Coccidia are tiny parasites that live in the cells of sheep intestines. The tiny oocysts containing the infective stages are passed out in the animals' faeces and are picked up by other sheep through contaminated feed and water. 

It is the result of a heavy oocyst challenge in young susceptible lambs that usually leads to an outbreak of the disease, with the resultant loss of condition and possible death.

Often the problem starts very early on in the life of the lamb with contamination from the ewe following birth in the lambing pen or shed.

Ewes act as a reservoir of infection, without showing symptoms and shed low numbers of oocysts, particularly around lambing time.

It is essential to have a good hygiene and husbandry regime to prevent infection, which includes keeping pens and troughs clean. The regime should also contain a preventative course of an effective coccidiostat for the ewes before they are brought into the lambing shed, this will reduce the likelihood of infecting the newborn lamb with oocytes from the ewes' teats or infected bedding.

Without doubt Coccidiosis should be treated as a flock problem rather than an individual one.

High levels of coccidia, especially in lambs, can severely damage the intestinal lining resulting in poor or reduced absorption of nutrients and subsequent weight loss. The damage can also result in bloody and dark diarrhoea, causing dehydration and death.

Lambs rapidly multiply the infection, producing large numbers of oocysts to contaminate the environment. Later lambs then face a severe challenge, resulting in clinical infections.

Feeding a coccidiostat to ewes prior to lambing will, effectively, 'clean out' the ewes, reducing the infestation in the environment giving newborn lambs a window of protection when they are most vulnerable.

*-*-*

# Problems and tasks
a - Answer these questions from the text on coccidia in sheep:
(i) Where in the sheep do coccidia live?
(ii) At what time do ewes shed oocysts most?
(iii) How should coccidiosis be treated?
b - Rewrite the passage of the text on coccidia in sheep that begins at the words "Often the problem" and stops after "around lambing time.", changing "reservoir" to "source".

# Material provided

*-*-*

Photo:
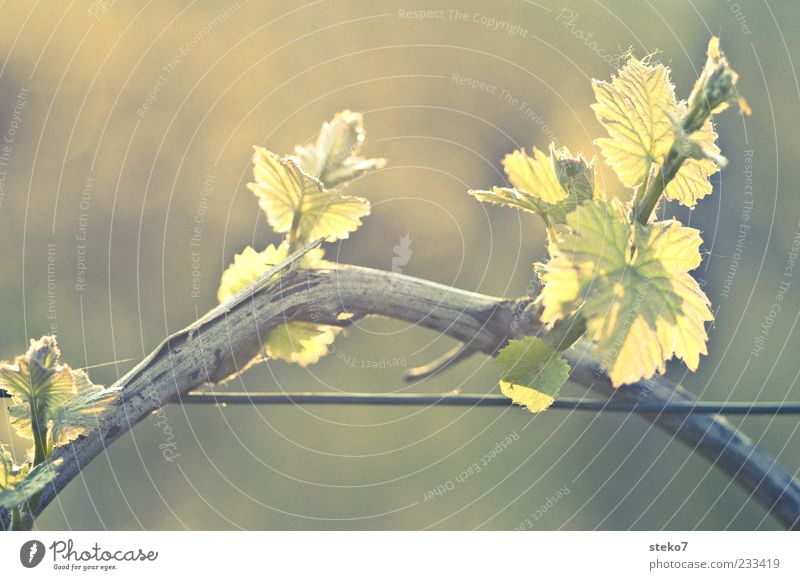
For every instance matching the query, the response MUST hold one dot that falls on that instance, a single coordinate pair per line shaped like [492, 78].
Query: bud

*-*-*

# Answer set
a -
(i) In the cells of the sheep's intestines.
(ii) Around lambing time.
(iii) As a flock problem rather than an individual one.

b -
Often the problem starts very early on in the life of the lamb with contamination from the ewe following birth in the lambing pen or shed.

Ewes act as a source of infection, without showing symptoms and shed low numbers of oocysts, particularly around lambing time.